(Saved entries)
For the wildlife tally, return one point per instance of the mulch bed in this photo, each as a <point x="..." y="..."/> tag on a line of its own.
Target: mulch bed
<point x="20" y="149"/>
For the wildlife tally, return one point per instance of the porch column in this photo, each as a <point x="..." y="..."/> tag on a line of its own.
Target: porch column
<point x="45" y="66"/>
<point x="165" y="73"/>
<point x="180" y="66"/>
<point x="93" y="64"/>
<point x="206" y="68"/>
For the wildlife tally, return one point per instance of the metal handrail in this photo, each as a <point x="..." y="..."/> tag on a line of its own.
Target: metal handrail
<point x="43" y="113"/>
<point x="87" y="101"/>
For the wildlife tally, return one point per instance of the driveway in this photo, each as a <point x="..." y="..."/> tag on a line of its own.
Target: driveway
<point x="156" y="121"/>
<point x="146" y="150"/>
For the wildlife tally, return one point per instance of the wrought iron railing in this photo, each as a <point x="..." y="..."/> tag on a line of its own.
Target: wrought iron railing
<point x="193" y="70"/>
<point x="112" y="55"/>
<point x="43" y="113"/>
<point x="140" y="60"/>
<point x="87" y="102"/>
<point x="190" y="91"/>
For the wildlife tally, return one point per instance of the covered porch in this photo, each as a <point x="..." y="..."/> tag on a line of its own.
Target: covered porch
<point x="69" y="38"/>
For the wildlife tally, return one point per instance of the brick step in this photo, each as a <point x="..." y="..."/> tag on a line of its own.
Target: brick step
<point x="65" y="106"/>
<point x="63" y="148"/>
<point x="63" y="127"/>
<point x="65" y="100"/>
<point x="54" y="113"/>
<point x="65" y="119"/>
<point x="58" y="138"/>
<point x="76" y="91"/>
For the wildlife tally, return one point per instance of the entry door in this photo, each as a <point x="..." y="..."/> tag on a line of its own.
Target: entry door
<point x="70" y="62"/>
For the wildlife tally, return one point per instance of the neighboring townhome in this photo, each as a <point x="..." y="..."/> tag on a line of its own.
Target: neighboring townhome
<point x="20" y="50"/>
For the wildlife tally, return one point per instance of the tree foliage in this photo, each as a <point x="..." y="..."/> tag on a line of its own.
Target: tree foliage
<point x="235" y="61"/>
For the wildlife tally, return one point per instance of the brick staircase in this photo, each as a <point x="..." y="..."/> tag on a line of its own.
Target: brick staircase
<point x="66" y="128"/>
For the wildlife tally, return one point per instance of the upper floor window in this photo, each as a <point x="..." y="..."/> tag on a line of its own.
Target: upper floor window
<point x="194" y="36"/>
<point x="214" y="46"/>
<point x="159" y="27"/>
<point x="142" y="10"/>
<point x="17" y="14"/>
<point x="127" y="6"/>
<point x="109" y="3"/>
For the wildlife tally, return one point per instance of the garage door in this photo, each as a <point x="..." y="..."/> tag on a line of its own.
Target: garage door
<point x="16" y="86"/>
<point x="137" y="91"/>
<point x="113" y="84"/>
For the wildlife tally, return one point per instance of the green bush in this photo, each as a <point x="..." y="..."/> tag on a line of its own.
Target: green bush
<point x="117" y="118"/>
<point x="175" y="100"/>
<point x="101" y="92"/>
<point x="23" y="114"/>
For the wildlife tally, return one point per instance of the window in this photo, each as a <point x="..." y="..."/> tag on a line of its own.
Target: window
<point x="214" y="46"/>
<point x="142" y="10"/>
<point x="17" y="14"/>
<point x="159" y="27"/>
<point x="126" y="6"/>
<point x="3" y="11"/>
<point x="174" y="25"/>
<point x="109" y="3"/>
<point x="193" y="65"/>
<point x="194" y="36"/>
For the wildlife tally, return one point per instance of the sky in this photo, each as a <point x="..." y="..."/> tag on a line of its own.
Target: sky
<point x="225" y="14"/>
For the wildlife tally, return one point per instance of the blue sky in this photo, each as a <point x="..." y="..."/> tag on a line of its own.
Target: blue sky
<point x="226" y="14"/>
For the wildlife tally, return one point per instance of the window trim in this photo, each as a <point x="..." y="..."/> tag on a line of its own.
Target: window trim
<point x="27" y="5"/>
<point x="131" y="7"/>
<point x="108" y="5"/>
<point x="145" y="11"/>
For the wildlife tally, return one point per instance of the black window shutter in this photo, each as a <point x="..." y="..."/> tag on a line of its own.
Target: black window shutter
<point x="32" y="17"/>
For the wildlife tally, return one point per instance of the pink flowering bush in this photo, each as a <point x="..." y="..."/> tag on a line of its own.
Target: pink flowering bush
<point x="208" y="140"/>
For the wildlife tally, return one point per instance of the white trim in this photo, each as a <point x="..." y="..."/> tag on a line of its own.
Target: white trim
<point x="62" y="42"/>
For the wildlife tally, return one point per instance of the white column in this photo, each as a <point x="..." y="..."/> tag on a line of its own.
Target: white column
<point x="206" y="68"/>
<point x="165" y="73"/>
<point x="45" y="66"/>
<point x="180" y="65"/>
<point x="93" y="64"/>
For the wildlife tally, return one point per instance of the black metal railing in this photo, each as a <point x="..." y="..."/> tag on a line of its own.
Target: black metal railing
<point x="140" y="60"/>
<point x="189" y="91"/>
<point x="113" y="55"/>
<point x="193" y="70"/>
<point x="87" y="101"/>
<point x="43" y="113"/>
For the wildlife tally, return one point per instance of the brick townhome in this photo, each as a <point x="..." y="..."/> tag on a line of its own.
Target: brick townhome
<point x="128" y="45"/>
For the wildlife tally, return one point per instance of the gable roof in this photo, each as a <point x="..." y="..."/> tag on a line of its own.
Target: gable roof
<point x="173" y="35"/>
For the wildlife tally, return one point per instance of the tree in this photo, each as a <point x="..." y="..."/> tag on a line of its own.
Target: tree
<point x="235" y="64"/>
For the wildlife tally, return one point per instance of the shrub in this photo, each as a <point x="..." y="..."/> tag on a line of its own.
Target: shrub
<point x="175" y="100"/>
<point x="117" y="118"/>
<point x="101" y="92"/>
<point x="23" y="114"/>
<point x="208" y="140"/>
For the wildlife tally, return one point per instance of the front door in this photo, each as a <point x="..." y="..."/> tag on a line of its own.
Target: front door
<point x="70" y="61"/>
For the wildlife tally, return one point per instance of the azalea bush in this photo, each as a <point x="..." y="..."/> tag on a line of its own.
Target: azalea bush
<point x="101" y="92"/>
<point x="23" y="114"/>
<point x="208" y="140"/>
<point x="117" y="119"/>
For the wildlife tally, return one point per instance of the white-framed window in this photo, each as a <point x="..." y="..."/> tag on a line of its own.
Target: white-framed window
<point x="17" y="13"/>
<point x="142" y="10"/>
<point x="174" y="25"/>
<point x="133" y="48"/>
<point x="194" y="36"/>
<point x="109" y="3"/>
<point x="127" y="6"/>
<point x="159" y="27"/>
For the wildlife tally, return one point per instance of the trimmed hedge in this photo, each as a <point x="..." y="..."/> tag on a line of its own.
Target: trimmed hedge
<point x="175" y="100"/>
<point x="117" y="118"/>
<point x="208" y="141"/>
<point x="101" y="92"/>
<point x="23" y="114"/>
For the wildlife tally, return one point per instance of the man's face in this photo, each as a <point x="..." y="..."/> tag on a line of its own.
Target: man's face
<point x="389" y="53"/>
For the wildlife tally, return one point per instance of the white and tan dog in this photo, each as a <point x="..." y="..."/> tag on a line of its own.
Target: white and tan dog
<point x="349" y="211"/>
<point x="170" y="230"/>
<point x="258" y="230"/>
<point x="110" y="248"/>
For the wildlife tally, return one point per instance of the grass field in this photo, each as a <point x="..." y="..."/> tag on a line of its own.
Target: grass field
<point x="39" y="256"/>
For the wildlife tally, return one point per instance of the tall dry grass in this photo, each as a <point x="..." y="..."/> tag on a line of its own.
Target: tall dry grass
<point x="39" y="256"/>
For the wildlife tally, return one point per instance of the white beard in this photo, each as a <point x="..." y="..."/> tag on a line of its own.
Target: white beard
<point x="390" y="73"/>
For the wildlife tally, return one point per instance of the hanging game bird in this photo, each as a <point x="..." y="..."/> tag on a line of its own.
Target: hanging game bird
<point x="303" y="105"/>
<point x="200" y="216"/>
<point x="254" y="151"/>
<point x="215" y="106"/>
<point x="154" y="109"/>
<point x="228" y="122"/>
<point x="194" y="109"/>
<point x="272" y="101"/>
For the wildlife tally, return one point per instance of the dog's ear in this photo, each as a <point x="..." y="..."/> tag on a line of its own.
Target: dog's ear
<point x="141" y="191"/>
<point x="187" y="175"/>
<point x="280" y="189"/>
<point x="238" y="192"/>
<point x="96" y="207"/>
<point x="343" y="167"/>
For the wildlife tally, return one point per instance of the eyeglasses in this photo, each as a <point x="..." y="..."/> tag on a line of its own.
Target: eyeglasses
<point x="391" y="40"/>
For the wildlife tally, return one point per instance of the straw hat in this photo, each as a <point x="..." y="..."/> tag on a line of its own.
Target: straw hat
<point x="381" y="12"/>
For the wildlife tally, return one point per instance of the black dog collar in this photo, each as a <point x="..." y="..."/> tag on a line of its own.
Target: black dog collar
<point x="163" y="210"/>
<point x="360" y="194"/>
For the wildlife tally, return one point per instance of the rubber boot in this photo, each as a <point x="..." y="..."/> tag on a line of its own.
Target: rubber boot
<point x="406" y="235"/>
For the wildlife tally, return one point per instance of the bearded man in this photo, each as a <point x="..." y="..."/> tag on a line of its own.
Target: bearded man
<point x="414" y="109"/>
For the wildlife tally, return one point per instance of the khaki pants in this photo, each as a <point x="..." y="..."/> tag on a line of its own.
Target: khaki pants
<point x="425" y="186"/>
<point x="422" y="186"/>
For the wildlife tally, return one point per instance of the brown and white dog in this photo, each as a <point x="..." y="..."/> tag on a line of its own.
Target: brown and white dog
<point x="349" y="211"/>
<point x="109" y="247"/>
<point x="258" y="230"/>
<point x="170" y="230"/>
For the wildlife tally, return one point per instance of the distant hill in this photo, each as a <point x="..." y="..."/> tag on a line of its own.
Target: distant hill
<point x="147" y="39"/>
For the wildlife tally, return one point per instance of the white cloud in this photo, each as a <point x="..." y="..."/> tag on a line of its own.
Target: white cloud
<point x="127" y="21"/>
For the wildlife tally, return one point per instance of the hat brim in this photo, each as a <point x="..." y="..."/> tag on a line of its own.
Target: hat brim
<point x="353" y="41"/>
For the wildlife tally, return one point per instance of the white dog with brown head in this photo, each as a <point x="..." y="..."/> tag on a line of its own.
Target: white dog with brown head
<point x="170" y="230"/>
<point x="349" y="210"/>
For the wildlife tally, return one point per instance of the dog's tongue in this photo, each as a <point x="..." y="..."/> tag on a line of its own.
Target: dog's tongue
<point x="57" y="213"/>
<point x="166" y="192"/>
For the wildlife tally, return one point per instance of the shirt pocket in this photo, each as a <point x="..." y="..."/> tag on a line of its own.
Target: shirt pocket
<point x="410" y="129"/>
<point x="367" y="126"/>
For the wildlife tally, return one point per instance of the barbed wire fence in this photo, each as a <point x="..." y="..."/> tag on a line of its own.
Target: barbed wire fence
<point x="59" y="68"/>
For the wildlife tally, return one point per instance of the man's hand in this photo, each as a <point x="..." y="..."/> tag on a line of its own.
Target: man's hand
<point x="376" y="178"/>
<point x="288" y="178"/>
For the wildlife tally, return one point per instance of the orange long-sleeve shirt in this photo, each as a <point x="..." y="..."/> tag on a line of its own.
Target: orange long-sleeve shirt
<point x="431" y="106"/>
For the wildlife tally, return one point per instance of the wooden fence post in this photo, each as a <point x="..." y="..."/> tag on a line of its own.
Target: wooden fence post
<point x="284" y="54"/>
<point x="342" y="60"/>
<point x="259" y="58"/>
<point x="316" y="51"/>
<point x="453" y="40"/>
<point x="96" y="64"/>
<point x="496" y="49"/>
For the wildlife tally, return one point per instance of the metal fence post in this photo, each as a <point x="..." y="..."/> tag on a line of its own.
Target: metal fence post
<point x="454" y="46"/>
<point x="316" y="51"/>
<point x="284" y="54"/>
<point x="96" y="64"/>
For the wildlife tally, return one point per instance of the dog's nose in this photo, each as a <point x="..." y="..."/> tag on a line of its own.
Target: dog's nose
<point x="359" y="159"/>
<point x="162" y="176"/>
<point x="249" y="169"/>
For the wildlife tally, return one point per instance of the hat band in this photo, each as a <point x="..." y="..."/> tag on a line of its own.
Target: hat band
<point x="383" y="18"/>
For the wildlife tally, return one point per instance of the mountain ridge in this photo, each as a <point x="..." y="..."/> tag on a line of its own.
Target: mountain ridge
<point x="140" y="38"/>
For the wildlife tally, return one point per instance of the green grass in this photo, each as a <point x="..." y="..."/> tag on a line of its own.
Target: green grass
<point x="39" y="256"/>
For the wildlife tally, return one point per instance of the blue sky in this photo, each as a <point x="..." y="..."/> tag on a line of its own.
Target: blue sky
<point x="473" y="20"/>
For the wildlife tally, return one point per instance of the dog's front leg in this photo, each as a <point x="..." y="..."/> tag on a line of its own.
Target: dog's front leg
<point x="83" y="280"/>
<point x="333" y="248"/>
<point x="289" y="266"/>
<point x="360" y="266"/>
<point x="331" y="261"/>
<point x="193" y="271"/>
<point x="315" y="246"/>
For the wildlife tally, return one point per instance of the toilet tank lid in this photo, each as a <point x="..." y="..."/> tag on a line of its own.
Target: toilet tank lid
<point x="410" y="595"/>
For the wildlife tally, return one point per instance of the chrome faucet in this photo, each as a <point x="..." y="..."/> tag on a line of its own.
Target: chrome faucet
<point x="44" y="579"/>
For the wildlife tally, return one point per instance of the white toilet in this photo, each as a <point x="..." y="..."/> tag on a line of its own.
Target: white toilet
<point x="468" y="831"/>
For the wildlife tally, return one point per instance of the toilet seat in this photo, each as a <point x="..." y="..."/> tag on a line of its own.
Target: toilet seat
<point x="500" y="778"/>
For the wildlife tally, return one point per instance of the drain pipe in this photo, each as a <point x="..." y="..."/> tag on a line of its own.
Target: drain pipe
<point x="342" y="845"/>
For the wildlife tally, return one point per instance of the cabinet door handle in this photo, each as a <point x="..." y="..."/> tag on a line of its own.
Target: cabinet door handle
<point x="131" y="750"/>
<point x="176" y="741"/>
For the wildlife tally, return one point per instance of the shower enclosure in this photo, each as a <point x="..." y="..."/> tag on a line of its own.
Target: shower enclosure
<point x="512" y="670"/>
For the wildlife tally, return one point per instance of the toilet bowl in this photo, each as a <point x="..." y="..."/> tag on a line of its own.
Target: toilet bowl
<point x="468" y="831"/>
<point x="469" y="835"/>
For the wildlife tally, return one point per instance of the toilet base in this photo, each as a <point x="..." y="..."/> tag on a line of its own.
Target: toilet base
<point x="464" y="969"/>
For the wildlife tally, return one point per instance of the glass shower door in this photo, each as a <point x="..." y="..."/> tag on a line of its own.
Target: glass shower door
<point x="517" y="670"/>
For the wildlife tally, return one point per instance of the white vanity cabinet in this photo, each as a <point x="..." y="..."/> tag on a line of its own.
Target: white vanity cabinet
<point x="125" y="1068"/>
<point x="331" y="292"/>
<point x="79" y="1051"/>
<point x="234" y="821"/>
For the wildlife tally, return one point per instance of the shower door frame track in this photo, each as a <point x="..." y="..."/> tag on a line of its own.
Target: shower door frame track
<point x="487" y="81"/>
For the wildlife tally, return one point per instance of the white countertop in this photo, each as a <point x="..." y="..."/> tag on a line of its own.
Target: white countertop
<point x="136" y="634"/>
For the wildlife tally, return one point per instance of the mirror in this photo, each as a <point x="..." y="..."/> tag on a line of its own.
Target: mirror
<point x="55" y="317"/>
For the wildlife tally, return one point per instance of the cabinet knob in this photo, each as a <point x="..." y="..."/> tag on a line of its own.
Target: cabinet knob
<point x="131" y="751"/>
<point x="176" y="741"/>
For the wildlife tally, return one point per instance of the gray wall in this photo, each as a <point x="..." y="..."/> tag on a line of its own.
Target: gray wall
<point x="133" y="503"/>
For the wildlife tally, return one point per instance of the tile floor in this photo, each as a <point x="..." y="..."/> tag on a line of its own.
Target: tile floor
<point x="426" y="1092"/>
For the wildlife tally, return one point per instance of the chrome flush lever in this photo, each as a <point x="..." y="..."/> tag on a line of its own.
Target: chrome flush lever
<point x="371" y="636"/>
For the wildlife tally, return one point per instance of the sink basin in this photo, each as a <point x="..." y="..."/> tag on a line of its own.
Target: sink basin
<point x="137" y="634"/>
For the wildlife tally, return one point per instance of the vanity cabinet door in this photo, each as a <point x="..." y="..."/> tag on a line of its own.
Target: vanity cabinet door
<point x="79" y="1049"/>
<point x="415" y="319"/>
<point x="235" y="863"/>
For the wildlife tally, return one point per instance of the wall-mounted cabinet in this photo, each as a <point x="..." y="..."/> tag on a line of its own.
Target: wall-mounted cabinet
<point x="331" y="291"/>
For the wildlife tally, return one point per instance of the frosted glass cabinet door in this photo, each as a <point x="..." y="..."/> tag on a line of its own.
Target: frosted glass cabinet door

**Set task:**
Only the lines from the one that contains "the cabinet knob" to the end of the entries above should be given again, exactly and in full.

**Exercise result:**
For the wildlife tally, return one point per instance of the cabinet knob in this photo, each as a <point x="..." y="..."/> tag on a line of its own.
Target: cabinet knob
<point x="131" y="751"/>
<point x="176" y="741"/>
For the wildlife tally, return one point per instance of the gray wall in this photo, each as a <point x="..." y="..."/> tag on a line of its own.
Target: gray wall
<point x="133" y="503"/>
For the wildlife tally, return one point per instance of the tile floor in this photo, each as a <point x="..." y="..."/> tag on a line of its own.
Target: tile floor
<point x="426" y="1092"/>
For the wildlife tally, return one point per instance of the chrome flush lever in this photo, each as a <point x="..." y="..."/> tag on a line of its own.
Target: chrome flush lever
<point x="371" y="636"/>
For the wildlife tally, return one point per instance of the sink basin in this photo, each as a <point x="..." y="..."/> tag on a line of its own.
Target: sink basin
<point x="137" y="634"/>
For the wildlife tally, return one point per instance of the vanity cabinet door in this photo, each as a <point x="..." y="..."/> tag on a line of its own.
Target: vanity cabinet door
<point x="79" y="1049"/>
<point x="415" y="319"/>
<point x="235" y="863"/>
For the wildlife tally, return one point per instance of the wall-mounted cabinet in this photo, each as a <point x="..." y="..."/> tag on a line of its own.
Target: wall-mounted cabinet
<point x="331" y="291"/>
For the wildlife tally, return one point per instance of the frosted glass cabinet door in this photo, each as a <point x="..." y="..."/> tag on a line of its own.
Target: frosted glass cabinet door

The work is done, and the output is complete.